▸ **Job**: Please scale the data below by copying every line in full, with each returned coordinate multiplied by 1.6 and rounded to a whole number (halves round up). Leave the sample-shape coordinates unchanged, and omit the picture lines from your output.

(Excerpts of pointing data)

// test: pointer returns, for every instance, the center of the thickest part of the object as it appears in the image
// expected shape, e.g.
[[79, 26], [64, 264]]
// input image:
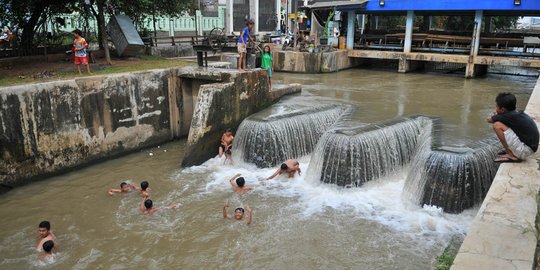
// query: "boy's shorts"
[[241, 48], [81, 60], [519, 149]]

▸ **Answer**:
// test: pointer returns, for every instance, the center of the thickest part of the object as it appears in the image
// expected shape, e.g.
[[79, 26], [64, 264]]
// input image:
// query: "boy's shorts"
[[386, 77], [130, 96], [830, 238]]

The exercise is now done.